Reproduce each of the following entries verbatim, line for line, with no changes.
——
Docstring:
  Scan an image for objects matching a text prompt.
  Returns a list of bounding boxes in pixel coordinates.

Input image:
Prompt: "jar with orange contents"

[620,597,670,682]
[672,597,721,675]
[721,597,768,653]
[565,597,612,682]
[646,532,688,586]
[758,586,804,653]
——
* Response to the task:
Docstring:
  Scan an image for objects matching a text prompt.
  Returns a list of bounding boxes in pixel coordinates.

Input image:
Prompt: "jar with orange contents"

[620,597,670,682]
[672,597,721,675]
[721,597,768,653]
[565,597,612,682]
[646,532,688,586]
[758,586,804,653]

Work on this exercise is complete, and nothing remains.